** Opening DOCUMENT EXCERPT block **

After being in remission for 14 years, Bloomquist said she found out about her colon cancer in 2011 after having blood in her stool. Doctors ultimately found polyps and diverticulitis and took out 14 inches of her colon. After that, she had 12 chemo treatments — one every other week — and her husband was able to adjust the truck-driving schedule to attend chemotherapy treatments with her. She continued going on the road with her husband in-between treatments to help as she could with navigating the streets and phone calls.

After the chemotherapy treatments were complete, she didn’t have any other treatments except for annual colonoscopies for her colon cancer.

In 2019, she was riding with her brother, when one of the arm rests came down and hit her in the rib cage area. She said her husband advised her to go in for an X-ray, and doctors found no damage from the arm rest but a spot on her right lung, which was later confirmed as cancer.

A few weeks later, her upper right lobe of her lung was removed, and she went on to complete four chemo treatments.

About a year later, one of her tests again showed something suspicious in her chest, and doctors decided to put her on radiation treatments — again putting a hold on the couple’s truck-driving.

She was set up for 30 radiation treatments and six chemo treatments.

Around the same time, she went in for another mammogram and found out she had cancer in her left breast and then shortly after that found a lump on her arm that was also cancerous. The lump on her arm was removed right away, and though she wanted to have a mastectomy right away, the doctors wanted to focus first on the lymph node cancer in her chest and proceed with the radiation treatments.

Her husband drove her back and forth to Rochester for her radiation treatments and was with her for the chemo treatments over the course of the 30 days, as well. Her last radiation treatment was Jan. 25.

She said they had planned to go back to work for a little bit on the road before facing her breast surgery in March.

On Jan. 29, they left to go to Los Angeles and had reached Orin Junction, Wyoming, where they witnessed a crash. Her husband pulled over the truck, grabbed his flashlight and ran back to the crash scene to help one of the young women in the crash get out of her vehicle. After helping her out of her vehicle, he returned to the truck to wait to be interviewed by authorities. As he was telling her about the crash, he started hyperventilating, spoke of left arm pain and then ultimately slumped over and died.

“He was vital and full of life one minute and the next minute he was gone,” she said.

Though ambulance crews attempted life-saving efforts, he was unable to be resuscitated, and he went on to help 75 people through organ donation.

Near the beginning of March as she was going through preliminary testing to prepare for her mastectomy, she tested positive for COVID-19, and her surgery had to be pushed back to April.

** Closing DOCUMENT EXCERPT block **
** Opening DATASET EXCERPTS block **

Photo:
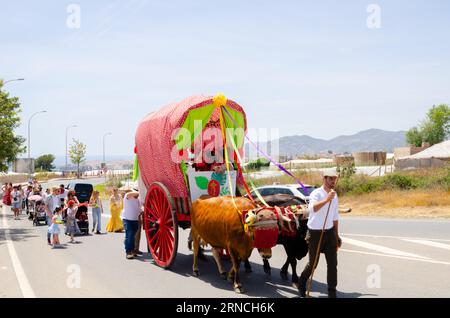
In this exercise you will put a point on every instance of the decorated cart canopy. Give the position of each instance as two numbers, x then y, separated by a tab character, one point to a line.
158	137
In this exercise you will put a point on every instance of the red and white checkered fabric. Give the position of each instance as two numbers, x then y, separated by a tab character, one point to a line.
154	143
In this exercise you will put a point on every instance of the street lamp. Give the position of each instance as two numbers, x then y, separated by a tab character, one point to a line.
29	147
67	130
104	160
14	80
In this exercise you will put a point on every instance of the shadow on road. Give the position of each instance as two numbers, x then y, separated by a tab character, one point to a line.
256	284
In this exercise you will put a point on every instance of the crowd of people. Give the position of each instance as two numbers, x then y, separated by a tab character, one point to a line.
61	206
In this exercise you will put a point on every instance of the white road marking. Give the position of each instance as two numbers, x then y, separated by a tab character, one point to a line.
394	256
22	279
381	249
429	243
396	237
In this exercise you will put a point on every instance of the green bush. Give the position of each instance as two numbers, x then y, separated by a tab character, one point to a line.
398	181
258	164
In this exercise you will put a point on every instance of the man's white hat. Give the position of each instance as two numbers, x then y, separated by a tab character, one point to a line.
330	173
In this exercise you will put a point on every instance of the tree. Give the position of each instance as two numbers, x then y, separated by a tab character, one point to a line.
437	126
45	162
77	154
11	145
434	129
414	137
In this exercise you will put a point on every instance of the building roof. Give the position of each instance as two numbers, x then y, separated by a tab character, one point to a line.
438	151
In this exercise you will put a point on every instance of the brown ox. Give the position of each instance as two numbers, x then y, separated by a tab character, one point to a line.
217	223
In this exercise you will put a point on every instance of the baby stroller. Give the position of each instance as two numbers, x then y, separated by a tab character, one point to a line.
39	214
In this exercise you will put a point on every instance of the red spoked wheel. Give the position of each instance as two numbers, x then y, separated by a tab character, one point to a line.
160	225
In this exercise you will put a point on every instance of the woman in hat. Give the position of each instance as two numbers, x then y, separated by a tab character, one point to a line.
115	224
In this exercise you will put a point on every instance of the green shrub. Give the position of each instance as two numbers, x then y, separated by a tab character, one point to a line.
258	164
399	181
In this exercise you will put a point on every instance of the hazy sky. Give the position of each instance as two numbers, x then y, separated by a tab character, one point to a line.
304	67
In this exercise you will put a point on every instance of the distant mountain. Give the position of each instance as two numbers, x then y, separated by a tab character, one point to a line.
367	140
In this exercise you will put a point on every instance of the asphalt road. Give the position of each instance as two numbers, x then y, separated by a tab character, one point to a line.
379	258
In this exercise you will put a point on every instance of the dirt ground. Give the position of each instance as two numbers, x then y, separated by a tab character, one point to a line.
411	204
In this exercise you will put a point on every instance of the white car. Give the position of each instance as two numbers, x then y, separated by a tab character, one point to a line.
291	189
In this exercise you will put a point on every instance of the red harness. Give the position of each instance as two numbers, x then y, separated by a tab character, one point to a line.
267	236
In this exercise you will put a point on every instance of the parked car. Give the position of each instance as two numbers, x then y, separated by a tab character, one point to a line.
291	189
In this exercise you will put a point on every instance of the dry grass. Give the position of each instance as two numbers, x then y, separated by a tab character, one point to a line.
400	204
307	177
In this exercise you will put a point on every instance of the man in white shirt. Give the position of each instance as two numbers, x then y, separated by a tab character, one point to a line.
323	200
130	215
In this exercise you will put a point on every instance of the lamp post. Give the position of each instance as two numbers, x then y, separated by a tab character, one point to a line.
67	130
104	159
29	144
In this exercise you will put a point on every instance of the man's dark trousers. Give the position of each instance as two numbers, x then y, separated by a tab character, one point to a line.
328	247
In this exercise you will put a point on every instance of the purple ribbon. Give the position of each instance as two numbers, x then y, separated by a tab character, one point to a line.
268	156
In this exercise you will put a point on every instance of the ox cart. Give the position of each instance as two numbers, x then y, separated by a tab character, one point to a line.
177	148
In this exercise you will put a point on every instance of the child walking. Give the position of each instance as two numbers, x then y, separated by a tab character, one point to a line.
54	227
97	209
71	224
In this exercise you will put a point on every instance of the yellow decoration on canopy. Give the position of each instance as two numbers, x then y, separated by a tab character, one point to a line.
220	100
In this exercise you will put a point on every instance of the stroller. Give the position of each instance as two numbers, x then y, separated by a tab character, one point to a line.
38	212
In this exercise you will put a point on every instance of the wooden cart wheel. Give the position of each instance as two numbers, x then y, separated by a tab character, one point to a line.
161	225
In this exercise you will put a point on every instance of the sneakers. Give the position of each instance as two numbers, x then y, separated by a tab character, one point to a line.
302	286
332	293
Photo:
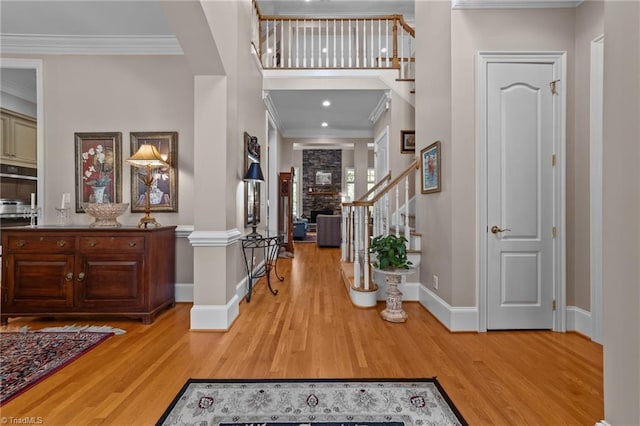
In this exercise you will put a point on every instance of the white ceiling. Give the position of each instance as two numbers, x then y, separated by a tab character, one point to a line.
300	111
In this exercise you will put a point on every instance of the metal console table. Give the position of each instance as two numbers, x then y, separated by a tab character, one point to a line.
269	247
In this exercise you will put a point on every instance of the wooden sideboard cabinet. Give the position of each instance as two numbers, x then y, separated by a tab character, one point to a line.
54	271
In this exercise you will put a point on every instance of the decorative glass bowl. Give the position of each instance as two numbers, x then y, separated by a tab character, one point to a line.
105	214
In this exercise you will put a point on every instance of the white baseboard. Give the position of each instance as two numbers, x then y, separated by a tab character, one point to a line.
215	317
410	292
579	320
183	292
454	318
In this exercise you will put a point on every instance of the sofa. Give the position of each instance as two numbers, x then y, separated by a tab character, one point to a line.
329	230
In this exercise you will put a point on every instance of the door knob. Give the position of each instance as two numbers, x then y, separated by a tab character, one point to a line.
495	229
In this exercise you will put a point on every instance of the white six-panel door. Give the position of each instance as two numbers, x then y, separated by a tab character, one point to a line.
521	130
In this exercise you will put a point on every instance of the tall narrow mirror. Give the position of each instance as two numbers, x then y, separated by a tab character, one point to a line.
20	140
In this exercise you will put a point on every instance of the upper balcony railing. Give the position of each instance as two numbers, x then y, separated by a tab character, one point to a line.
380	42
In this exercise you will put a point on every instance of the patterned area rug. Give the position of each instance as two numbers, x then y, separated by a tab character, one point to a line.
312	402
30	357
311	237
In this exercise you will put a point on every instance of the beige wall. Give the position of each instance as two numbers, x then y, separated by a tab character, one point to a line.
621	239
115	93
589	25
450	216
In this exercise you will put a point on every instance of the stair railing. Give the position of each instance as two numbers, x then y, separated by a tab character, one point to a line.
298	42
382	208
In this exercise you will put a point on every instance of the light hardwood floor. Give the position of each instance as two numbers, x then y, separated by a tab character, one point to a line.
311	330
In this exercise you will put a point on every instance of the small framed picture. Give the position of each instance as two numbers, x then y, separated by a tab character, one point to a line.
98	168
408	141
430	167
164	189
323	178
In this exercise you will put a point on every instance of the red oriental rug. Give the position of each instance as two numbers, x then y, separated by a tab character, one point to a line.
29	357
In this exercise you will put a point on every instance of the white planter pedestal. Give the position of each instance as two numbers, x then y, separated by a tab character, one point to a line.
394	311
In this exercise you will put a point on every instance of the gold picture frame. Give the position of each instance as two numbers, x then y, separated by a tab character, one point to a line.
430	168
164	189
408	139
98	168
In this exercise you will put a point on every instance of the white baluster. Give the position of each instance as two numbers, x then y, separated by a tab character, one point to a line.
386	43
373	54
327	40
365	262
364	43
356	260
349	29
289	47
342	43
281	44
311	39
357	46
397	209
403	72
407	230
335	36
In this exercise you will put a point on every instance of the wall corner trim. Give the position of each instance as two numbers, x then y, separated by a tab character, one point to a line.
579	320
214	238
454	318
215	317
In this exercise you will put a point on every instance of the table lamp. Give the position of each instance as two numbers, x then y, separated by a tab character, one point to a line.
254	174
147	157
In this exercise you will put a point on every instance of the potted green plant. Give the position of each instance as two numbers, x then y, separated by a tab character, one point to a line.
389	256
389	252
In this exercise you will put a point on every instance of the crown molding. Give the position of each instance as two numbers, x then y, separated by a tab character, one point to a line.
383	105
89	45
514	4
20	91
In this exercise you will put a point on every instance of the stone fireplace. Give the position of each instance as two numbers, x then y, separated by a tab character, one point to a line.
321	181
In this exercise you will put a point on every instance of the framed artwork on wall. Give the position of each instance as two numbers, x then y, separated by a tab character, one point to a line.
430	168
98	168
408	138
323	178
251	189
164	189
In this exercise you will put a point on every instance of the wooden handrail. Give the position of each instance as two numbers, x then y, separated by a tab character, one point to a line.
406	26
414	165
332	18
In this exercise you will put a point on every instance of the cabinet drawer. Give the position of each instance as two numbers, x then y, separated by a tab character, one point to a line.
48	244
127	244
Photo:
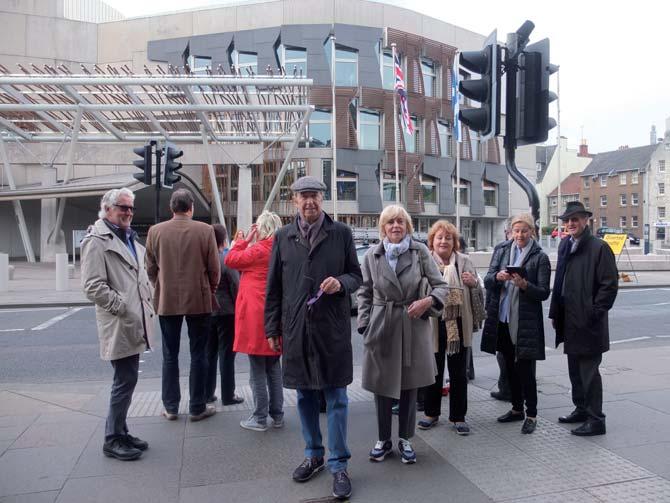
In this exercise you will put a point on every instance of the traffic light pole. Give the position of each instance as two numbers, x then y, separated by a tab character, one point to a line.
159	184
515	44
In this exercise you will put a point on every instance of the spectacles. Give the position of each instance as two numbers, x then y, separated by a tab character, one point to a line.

** Closing DATASET EXCERPTS block **
** Opening DATASET EXCERPTS block **

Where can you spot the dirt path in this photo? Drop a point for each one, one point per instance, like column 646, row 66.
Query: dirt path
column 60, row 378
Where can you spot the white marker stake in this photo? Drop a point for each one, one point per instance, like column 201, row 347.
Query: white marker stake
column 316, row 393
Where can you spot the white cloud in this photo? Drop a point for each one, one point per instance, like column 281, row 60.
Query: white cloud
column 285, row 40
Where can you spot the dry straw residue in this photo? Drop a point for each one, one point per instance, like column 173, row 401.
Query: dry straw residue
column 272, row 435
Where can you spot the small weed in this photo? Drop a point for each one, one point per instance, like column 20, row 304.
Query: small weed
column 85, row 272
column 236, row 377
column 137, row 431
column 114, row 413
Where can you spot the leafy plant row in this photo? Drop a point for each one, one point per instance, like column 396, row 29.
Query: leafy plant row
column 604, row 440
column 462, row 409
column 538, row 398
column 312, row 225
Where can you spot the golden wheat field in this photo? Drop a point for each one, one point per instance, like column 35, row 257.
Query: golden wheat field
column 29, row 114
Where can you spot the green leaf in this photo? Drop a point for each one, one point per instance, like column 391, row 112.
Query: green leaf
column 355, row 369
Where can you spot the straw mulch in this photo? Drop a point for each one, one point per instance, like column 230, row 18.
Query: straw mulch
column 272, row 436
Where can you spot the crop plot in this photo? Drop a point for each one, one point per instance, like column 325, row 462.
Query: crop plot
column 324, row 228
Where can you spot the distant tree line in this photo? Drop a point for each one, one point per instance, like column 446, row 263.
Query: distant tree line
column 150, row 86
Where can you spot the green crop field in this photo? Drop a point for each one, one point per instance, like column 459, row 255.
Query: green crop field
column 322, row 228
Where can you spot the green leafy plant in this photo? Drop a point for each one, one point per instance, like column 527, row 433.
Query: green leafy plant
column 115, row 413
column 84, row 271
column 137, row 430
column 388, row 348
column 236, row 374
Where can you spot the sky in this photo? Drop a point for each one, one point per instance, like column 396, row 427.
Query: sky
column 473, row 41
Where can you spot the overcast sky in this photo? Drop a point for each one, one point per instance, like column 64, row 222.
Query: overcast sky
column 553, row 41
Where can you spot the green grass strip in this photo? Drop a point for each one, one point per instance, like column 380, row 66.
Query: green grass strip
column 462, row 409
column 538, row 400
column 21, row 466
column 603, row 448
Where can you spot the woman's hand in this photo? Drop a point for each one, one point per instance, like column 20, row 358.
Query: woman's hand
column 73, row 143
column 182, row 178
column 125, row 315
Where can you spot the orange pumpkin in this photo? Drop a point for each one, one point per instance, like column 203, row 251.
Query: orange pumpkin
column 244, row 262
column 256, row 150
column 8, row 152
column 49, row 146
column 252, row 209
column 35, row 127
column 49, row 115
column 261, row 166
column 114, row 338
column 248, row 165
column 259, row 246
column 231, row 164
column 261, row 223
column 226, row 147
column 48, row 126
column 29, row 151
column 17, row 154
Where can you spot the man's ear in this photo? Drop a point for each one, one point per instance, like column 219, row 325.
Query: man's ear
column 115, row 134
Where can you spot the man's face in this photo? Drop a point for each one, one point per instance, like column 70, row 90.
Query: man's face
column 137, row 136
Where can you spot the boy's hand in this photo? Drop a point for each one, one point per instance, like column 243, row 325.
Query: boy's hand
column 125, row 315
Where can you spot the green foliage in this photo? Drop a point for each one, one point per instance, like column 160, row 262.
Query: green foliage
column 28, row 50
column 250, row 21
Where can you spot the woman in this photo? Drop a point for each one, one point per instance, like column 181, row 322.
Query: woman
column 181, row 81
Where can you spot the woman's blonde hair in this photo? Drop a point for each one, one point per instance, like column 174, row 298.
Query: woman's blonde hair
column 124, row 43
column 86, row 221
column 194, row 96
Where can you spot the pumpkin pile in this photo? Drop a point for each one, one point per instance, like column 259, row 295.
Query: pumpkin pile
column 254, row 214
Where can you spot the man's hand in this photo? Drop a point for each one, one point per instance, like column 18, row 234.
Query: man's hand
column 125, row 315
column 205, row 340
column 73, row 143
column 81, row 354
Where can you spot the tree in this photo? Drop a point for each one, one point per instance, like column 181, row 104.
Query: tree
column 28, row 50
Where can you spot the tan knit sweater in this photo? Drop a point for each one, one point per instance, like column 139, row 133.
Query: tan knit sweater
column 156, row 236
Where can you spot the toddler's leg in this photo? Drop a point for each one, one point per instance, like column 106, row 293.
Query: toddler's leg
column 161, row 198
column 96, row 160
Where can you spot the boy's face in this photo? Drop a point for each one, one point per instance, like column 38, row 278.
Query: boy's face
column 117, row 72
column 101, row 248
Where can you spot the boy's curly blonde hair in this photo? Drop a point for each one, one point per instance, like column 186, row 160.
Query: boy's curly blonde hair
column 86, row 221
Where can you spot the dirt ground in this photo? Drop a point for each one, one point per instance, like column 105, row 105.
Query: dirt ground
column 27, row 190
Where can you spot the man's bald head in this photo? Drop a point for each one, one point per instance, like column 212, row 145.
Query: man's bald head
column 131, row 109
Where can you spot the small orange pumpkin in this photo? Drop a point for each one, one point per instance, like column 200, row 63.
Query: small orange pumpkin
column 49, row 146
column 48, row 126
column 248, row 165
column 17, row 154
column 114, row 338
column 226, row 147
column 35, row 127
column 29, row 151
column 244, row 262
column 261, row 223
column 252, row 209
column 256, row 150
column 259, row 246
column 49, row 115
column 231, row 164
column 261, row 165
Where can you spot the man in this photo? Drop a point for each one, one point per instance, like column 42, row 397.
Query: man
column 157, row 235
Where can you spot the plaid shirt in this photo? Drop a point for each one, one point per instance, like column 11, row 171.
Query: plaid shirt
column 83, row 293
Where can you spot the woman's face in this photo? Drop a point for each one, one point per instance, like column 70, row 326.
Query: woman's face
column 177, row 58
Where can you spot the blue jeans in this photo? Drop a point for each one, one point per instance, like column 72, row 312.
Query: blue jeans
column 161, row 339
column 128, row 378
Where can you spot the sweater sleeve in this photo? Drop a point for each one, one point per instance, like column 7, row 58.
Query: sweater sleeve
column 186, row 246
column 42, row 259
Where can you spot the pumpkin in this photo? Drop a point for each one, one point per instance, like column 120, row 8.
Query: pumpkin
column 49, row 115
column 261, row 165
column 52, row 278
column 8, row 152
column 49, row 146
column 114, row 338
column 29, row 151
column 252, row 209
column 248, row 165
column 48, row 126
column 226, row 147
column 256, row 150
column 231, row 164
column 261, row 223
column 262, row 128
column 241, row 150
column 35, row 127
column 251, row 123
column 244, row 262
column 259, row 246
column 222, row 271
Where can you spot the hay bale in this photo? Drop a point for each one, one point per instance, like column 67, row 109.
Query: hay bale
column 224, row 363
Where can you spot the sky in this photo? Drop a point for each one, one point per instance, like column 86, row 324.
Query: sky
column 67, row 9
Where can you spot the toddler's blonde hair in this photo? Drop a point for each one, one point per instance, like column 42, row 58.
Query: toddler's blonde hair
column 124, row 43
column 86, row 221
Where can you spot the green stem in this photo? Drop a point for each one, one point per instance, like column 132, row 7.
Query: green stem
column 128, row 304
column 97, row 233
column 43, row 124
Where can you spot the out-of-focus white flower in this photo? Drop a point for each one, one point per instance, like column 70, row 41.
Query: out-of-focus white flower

** Closing DATASET EXCERPTS block **
** Opening DATASET EXCERPTS block **

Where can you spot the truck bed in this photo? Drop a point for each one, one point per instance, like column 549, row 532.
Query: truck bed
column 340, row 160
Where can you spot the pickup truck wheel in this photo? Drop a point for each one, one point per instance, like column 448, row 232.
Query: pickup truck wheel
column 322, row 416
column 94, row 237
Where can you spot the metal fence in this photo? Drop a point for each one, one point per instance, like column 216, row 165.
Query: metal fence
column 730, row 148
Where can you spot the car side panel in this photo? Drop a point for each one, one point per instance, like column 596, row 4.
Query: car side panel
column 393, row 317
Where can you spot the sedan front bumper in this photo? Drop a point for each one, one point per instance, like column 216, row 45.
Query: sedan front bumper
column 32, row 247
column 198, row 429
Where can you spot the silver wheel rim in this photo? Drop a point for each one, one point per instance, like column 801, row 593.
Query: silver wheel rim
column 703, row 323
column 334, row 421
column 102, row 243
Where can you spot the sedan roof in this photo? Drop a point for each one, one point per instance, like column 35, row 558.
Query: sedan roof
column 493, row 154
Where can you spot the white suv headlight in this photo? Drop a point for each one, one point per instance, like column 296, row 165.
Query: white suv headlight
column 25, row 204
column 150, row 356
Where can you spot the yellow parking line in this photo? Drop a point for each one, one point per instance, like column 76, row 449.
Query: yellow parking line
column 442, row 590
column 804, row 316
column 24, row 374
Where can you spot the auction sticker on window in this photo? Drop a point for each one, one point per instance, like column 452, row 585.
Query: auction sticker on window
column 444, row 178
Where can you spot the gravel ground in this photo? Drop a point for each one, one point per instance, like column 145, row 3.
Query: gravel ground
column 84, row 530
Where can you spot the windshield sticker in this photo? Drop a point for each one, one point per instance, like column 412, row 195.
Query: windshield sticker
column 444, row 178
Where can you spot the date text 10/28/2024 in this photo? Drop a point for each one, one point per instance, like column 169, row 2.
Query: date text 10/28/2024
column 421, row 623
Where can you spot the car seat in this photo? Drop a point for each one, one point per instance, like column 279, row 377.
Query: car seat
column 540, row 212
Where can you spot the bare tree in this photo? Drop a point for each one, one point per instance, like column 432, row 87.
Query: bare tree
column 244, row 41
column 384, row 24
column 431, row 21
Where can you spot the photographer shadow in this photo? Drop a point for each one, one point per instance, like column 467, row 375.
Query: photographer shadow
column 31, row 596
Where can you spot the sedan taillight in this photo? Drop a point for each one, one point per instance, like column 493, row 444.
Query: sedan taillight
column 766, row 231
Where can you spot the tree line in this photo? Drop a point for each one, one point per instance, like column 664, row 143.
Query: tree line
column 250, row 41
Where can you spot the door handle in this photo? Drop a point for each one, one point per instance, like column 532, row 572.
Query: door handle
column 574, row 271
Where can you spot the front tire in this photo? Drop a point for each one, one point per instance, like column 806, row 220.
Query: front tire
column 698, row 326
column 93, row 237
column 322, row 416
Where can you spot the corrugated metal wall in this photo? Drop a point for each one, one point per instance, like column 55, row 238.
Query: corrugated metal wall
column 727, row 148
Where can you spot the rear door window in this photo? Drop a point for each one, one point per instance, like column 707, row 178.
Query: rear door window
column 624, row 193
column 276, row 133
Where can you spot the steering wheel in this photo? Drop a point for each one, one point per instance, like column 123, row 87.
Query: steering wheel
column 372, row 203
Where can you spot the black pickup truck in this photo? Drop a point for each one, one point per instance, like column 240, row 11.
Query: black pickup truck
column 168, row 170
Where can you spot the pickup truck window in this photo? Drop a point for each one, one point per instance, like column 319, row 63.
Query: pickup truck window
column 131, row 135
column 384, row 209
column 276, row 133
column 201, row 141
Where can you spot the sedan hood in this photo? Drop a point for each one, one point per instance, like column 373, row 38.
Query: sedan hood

** Closing DATASET EXCERPTS block **

ACTION ITEM -
Edit the account of Bloomquist's cancer treatments from "Around the same" up to and including "surgery in March.", putting "breast screening" in place of "mammogram", and write out that portion.

RESULT BELOW -
Around the same time, she went in for another breast screening and found out she had cancer in her left breast and then shortly after that found a lump on her arm that was also cancerous. The lump on her arm was removed right away, and though she wanted to have a mastectomy right away, the doctors wanted to focus first on the lymph node cancer in her chest and proceed with the radiation treatments.

Her husband drove her back and forth to Rochester for her radiation treatments and was with her for the chemo treatments over the course of the 30 days, as well. Her last radiation treatment was Jan. 25.

She said they had planned to go back to work for a little bit on the road before facing her breast surgery in March.